SOURCE PASSAGE =>
____________________
Freud’s Chinese Scholar

Significantly Freud – Chinese Scholar

This painting a small Chinese jade figurine is one of my twelve smaller gilded paintings which together form Significantly Freud: Icons for a Jewish Atheist, representing my favourite twelve artefacts from the private collection of Sigmund Freud.

Freud’s tiny Qing Dynasty white jade statue of a Chinese scholar took pride of place on his desk. It was surrounded by a beautifully carved wooden screen. This statue was one of only two artefacts Freud had smuggled out of Nazi-occupied Vienna in 1938.

Jade was the sacred gem of China, symbolising the virtues of justice, wisdom, courage and protection. It was also treasured more than gold. Freud admired the delicate carving and meditative quality of the Scholar.

 

Die Weisheit (Wisdom)


The painted red script, Die Weisheit, translates as “Wisdom”. For me this signifies Freud’s continual search for meaning in all he did, his admiration for deep knowledge and human progress.

Freud’s Chinese scholar is a small jade figurine in the middle of an exquisitely carved wooden table screen. The screen itself is 19.5 x 12.6 x 2.5 cm so the jade figure is even tinier. It was made in the Qing Dynasty in the 19th century.

One of my original sketches for this painting.
____________________
PROBLEM DESCRIPTION => Quote the text about Freud's Chinese scholar from "The painted red" to "the 19th century.". Rely solely on the text about Freud's Chinese scholar.

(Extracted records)
____________________
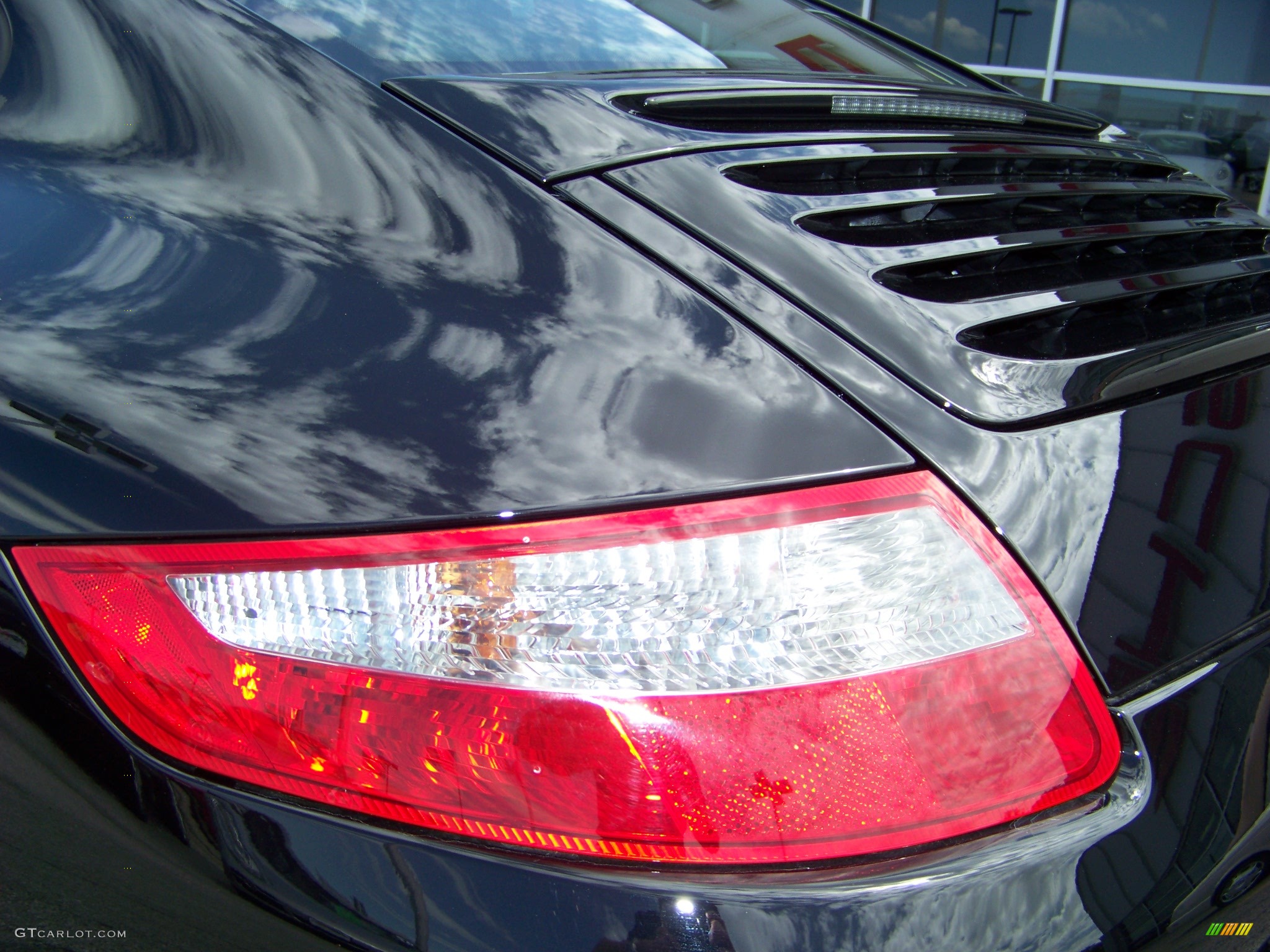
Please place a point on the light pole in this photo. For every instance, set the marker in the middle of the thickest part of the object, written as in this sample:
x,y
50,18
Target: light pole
x,y
1015,13
992,31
____________________
RESPONSE AREA =>
The painted red script, Die Weisheit, translates as “Wisdom”. For me this signifies Freud’s continual search for meaning in all he did, his admiration for deep knowledge and human progress.

Freud’s Chinese scholar is a small jade figurine in the middle of an exquisitely carved wooden table screen. The screen itself is 19.5 x 12.6 x 2.5 cm so the jade figure is even tinier. It was made in the Qing Dynasty in the 19th century.